## Provided text
Woman Wins $5 Million from Doctors for Amputated Legs
A Georgia woman who had so much pain in her feet that she begged to be admitted to the hospital, but was turned away and misdiagnosed with a skin infection won a $5 million jury award against doctors who later had to amputate both of her legs below the knee.
On the morning of Thanksgiving in 2008, Ellen Wadsworth, a 61-year-old diabetic, went to the emergency room complaining of excruciating pain in both of her feet, which were also cold to the touch.
A doctor’s assistant told her she had a skin infection called cellulitis and refused to admit her to the hospital.
“She begged to be admitted,” says the family’s attorney, Virgil L. Adams. “Her son begged for her to be admitted,”
Instead, doctors sent her home and told her to ice one of her legs.
By midnight, she was not responding so her son rushed her back to the ER. Doctors then found blocked arteries in both her legs but it was too late to save them.
According to her lawsuit, a simple test could have prevented the tragedy.

Source data:
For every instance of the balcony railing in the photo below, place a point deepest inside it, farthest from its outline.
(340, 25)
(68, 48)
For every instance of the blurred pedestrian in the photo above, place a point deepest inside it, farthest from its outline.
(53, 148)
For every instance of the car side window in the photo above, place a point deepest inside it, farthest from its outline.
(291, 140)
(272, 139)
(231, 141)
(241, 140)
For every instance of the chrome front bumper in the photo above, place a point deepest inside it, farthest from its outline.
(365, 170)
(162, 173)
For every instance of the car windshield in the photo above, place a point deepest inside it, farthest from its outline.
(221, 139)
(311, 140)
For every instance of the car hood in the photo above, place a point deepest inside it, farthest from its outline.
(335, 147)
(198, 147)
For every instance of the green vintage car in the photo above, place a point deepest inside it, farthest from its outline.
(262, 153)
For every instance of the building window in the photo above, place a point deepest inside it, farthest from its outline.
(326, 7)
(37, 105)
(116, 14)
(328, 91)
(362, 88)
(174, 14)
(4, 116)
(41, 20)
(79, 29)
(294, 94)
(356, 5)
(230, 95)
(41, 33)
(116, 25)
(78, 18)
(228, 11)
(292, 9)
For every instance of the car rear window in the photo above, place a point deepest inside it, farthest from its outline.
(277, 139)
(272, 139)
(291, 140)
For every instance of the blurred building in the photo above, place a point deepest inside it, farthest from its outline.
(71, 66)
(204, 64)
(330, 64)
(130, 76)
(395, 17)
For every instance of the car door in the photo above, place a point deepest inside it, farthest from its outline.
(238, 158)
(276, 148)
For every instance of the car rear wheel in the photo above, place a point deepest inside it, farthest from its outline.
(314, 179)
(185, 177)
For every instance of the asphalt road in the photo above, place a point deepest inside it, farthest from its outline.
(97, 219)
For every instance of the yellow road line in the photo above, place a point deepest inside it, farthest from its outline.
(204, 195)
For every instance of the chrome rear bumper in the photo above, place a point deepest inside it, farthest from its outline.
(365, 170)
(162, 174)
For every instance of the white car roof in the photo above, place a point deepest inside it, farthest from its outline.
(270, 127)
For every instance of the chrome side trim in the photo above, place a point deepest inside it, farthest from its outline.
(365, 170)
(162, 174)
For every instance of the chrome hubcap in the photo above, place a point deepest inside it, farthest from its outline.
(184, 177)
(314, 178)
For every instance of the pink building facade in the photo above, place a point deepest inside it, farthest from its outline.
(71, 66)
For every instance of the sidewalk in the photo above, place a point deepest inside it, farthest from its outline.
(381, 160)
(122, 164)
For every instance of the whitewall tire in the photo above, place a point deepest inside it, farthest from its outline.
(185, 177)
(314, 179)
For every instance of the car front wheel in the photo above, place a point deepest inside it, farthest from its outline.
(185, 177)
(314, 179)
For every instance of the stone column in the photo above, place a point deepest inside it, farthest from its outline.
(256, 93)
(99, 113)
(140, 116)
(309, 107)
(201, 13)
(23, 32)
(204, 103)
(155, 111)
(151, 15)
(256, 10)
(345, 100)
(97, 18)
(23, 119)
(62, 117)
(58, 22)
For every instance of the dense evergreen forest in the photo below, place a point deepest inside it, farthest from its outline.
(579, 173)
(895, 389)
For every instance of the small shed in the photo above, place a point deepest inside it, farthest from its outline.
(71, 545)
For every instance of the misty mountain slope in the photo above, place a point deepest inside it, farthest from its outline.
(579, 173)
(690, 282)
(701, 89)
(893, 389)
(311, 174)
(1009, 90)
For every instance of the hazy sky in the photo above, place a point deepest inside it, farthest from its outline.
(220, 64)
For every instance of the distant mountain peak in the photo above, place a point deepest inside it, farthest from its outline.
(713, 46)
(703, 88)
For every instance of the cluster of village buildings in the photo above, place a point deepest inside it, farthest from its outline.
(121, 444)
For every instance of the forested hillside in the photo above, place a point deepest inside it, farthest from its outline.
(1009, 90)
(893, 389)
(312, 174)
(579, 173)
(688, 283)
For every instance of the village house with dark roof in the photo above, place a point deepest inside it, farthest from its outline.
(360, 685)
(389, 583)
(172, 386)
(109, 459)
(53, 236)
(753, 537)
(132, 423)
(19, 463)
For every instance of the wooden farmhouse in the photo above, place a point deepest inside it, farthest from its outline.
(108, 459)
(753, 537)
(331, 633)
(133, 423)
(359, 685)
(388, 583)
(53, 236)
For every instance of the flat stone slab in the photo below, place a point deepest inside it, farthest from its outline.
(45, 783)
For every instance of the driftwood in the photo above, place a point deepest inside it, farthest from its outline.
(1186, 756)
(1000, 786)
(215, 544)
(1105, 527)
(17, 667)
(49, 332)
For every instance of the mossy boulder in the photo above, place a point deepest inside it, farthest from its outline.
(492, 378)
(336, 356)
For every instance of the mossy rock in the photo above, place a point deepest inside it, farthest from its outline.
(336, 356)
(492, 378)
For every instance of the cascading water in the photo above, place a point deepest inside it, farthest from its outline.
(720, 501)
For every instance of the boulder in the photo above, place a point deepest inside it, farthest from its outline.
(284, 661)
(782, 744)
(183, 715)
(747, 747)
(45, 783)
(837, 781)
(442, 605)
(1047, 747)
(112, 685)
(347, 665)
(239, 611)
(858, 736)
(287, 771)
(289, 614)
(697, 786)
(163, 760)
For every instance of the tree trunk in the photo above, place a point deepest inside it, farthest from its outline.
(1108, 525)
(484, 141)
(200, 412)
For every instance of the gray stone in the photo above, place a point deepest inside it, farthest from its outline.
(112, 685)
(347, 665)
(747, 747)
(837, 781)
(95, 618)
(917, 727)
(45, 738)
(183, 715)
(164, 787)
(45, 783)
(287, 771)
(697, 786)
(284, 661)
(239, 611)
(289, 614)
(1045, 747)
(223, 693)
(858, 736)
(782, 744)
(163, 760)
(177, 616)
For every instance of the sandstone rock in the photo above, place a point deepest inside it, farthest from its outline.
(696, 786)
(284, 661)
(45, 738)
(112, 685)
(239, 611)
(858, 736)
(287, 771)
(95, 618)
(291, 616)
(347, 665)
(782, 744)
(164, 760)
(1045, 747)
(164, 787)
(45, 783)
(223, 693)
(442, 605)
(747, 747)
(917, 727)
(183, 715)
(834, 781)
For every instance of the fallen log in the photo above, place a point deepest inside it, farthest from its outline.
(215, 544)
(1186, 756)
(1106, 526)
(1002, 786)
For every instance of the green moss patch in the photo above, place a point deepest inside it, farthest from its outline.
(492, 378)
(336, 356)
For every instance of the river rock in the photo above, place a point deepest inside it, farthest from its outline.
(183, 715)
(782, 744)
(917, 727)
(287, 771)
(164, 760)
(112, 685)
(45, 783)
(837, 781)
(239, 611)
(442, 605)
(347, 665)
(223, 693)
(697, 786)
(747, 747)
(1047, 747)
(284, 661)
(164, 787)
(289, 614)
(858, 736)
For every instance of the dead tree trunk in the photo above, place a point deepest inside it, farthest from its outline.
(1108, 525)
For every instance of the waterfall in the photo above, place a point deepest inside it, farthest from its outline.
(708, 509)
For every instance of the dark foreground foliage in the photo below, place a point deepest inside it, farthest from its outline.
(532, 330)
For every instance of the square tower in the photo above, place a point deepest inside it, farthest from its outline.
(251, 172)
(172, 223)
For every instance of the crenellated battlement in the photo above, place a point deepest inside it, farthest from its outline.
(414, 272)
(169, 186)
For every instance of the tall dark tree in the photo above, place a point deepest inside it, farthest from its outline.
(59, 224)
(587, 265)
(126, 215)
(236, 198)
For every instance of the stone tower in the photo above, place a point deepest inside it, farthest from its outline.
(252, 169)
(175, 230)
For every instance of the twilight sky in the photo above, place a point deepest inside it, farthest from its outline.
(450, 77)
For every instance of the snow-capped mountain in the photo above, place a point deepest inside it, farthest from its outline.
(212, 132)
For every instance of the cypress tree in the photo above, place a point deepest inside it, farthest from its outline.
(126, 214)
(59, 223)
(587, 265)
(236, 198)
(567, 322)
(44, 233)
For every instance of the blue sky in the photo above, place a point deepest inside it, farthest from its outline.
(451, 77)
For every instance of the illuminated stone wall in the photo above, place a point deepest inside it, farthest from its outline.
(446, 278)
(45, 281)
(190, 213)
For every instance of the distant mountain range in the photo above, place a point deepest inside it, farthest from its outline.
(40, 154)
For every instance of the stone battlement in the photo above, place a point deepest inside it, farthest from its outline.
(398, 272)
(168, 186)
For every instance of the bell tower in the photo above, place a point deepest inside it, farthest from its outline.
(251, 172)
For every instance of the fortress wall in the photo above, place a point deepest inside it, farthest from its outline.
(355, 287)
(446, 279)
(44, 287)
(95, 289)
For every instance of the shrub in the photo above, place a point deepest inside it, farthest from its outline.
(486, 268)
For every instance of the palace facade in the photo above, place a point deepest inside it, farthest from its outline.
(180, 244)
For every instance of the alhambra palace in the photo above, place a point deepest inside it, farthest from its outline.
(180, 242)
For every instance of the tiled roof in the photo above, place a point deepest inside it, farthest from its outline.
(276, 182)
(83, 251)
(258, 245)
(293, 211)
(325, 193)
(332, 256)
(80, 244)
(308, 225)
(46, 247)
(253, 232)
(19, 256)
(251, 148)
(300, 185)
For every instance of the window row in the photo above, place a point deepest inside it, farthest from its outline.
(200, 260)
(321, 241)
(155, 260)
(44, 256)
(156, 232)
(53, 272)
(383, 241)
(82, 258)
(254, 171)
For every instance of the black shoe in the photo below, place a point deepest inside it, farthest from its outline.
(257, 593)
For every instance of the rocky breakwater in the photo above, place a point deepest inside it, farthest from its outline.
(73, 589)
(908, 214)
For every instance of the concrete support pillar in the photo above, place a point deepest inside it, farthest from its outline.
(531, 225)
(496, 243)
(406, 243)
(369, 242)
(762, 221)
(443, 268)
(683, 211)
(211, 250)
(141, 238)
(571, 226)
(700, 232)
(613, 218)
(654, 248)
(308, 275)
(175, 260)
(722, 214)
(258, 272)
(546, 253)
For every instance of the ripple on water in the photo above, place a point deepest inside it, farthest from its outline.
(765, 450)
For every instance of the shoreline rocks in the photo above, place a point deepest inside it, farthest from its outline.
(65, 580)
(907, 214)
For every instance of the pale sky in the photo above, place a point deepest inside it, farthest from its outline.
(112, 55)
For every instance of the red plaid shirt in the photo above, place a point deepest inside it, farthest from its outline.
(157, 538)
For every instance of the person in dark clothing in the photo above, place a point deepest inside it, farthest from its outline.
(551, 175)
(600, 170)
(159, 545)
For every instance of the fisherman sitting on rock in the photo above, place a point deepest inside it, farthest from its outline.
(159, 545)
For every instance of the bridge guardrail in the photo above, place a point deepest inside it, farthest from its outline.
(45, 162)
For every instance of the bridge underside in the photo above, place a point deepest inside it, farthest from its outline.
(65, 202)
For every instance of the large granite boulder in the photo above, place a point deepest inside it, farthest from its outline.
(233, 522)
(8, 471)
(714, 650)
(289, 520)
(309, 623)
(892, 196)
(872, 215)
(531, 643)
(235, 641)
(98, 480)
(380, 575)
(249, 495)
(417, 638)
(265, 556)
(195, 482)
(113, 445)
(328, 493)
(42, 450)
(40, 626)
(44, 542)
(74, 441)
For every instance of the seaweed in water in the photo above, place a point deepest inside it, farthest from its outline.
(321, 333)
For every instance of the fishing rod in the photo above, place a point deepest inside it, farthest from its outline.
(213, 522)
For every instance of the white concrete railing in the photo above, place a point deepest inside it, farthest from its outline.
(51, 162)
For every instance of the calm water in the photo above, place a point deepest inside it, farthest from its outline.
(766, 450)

## Tasks to perform
[1] In the article about the amputation lawsuit, what condition did the doctor's assistant say Ellen Wadsworth had?
[2] Translate this sentence from the article about the amputation lawsuit into Spanish: "Instead, doctors sent her home and told her to ice one of her legs."

## Outputs in order
[1] A skin infection called cellulitis.

[2] En cambio, los médicos la enviaron a casa y le dijeron que se pusiera hielo en una de las piernas.